=== Section Start ===

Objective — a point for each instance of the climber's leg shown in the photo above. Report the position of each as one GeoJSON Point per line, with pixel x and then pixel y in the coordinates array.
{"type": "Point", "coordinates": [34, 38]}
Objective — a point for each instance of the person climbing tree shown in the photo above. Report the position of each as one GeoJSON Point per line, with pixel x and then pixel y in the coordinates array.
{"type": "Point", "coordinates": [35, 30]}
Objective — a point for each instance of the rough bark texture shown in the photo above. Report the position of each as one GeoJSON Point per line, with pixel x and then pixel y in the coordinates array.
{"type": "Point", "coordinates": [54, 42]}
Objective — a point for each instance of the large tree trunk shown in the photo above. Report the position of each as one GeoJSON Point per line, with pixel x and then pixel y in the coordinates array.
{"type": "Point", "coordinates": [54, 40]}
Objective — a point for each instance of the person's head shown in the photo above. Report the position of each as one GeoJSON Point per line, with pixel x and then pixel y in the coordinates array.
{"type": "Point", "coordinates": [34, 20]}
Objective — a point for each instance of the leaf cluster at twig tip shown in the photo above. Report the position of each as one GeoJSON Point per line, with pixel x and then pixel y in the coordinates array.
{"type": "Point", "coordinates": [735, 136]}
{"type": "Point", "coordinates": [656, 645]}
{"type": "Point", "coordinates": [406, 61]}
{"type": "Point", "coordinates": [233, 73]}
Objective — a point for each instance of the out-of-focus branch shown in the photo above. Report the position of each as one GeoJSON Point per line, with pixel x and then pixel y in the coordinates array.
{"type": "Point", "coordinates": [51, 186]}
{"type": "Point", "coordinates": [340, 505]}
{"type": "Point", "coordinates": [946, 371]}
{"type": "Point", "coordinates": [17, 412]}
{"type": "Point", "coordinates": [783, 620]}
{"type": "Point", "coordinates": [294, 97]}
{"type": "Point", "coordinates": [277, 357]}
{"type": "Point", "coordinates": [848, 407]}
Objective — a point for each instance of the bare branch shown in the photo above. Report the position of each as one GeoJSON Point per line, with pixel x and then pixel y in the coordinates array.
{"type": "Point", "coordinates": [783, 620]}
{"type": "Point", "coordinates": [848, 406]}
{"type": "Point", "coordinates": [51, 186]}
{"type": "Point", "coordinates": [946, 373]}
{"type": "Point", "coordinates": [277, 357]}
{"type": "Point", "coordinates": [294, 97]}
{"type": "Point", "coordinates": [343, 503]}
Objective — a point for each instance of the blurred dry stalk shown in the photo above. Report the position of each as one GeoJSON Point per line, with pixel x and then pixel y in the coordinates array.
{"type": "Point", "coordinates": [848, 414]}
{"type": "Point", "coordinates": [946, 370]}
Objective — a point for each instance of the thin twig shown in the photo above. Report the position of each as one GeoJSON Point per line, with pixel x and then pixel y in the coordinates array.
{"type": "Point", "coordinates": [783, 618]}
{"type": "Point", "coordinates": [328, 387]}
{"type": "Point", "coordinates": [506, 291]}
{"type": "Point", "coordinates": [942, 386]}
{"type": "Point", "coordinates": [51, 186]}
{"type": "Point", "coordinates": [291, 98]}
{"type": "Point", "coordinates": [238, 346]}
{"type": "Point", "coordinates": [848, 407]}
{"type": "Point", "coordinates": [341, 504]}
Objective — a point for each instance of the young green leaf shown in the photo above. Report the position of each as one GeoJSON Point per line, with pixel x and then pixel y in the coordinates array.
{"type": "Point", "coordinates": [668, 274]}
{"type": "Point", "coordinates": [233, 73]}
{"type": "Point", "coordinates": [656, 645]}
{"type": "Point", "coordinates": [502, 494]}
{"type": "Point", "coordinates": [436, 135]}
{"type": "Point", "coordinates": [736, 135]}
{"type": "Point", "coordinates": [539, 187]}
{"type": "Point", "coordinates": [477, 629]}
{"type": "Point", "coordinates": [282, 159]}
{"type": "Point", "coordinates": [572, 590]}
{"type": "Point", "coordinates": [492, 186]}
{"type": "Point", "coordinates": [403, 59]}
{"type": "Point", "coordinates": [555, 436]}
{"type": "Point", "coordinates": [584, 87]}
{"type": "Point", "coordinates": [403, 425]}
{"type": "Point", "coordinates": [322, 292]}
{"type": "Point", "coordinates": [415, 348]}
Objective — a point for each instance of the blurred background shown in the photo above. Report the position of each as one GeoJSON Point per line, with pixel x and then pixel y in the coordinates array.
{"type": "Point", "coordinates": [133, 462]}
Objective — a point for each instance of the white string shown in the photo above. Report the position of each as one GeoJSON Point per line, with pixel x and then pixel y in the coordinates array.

=== Section End ===

## Directions:
Your task is to output the material above exactly.

## Answer for this exercise:
Objective — a point for each instance of the climber's leg shown in the photo above. Report the position of each as one GeoJSON Point per line, with pixel x and then pixel y in the coordinates array.
{"type": "Point", "coordinates": [34, 38]}
Objective — a point for each instance of the person climbing tree shown in the photo above. Report the position of each as one GeoJSON Point per line, with pixel x and then pixel y in the coordinates array.
{"type": "Point", "coordinates": [35, 30]}
Objective — a point for each instance of the rough bark texture shown in the photo above. Report the position of each as one GeoJSON Point per line, with pixel x and then pixel y in the coordinates array.
{"type": "Point", "coordinates": [54, 42]}
Objective — a point for each instance of the large tree trunk shown in the photo above. Report the position of each as one GeoJSON Point per line, with pixel x and then pixel y in the coordinates array.
{"type": "Point", "coordinates": [54, 40]}
Objective — a point for each instance of the person's head shown in the photo above. Report the position of each as one GeoJSON Point per line, with pixel x and then pixel y in the coordinates array.
{"type": "Point", "coordinates": [34, 20]}
Objective — a point for each instance of the leaf cluster at twig tip shown in the photo above. Report the position of each as one GeoJSON Point per line, with pixel x and then pixel y in the coordinates array.
{"type": "Point", "coordinates": [735, 136]}
{"type": "Point", "coordinates": [656, 645]}
{"type": "Point", "coordinates": [406, 61]}
{"type": "Point", "coordinates": [233, 73]}
Objective — a point for each instance of the out-of-focus branch shown in the photo above. Report the position of each as one GeoJSON Point per line, with pixel x and then pixel y in the coordinates array.
{"type": "Point", "coordinates": [51, 186]}
{"type": "Point", "coordinates": [340, 505]}
{"type": "Point", "coordinates": [946, 371]}
{"type": "Point", "coordinates": [17, 412]}
{"type": "Point", "coordinates": [783, 620]}
{"type": "Point", "coordinates": [294, 97]}
{"type": "Point", "coordinates": [277, 357]}
{"type": "Point", "coordinates": [848, 407]}
Objective — a point for each instance of the bare branch shown in the photo above. Report the position of each as one GeoJSON Point per line, with pixel x and then pixel y in the coordinates array.
{"type": "Point", "coordinates": [783, 620]}
{"type": "Point", "coordinates": [848, 406]}
{"type": "Point", "coordinates": [51, 186]}
{"type": "Point", "coordinates": [946, 373]}
{"type": "Point", "coordinates": [277, 357]}
{"type": "Point", "coordinates": [294, 97]}
{"type": "Point", "coordinates": [343, 503]}
Objective — a point for each instance of the blurred dry stalk shown in the photo above. Report the position of each as one GeoJSON Point per line, with pixel x and then pixel y in the coordinates array.
{"type": "Point", "coordinates": [848, 414]}
{"type": "Point", "coordinates": [946, 370]}
Objective — a point for each instance of the thin twig shown in the photo above. Report the position of each as one GeoJSON Point per line, with pixel x and then pixel y in the coordinates array.
{"type": "Point", "coordinates": [783, 618]}
{"type": "Point", "coordinates": [328, 387]}
{"type": "Point", "coordinates": [506, 291]}
{"type": "Point", "coordinates": [942, 386]}
{"type": "Point", "coordinates": [51, 186]}
{"type": "Point", "coordinates": [291, 98]}
{"type": "Point", "coordinates": [238, 346]}
{"type": "Point", "coordinates": [848, 407]}
{"type": "Point", "coordinates": [341, 504]}
Objective — a point for each instance of the young green leaf shown in the photo above. Report the position of each as one GeoJSON Point per line, with pixel x and then pixel y in the coordinates array.
{"type": "Point", "coordinates": [668, 274]}
{"type": "Point", "coordinates": [233, 73]}
{"type": "Point", "coordinates": [656, 645]}
{"type": "Point", "coordinates": [502, 494]}
{"type": "Point", "coordinates": [436, 135]}
{"type": "Point", "coordinates": [736, 135]}
{"type": "Point", "coordinates": [539, 187]}
{"type": "Point", "coordinates": [477, 629]}
{"type": "Point", "coordinates": [282, 159]}
{"type": "Point", "coordinates": [572, 590]}
{"type": "Point", "coordinates": [492, 186]}
{"type": "Point", "coordinates": [403, 59]}
{"type": "Point", "coordinates": [555, 436]}
{"type": "Point", "coordinates": [584, 87]}
{"type": "Point", "coordinates": [403, 425]}
{"type": "Point", "coordinates": [322, 292]}
{"type": "Point", "coordinates": [415, 348]}
Objective — a point for each instance of the blurred background shown in the photo above. Report the position of each as one GeoJSON Point per line, with pixel x and then pixel y in the coordinates array.
{"type": "Point", "coordinates": [133, 462]}
Objective — a point for each instance of the white string shown in the photo above. Report the position of each as one GeoJSON Point per line, with pixel x and then pixel y in the coordinates array.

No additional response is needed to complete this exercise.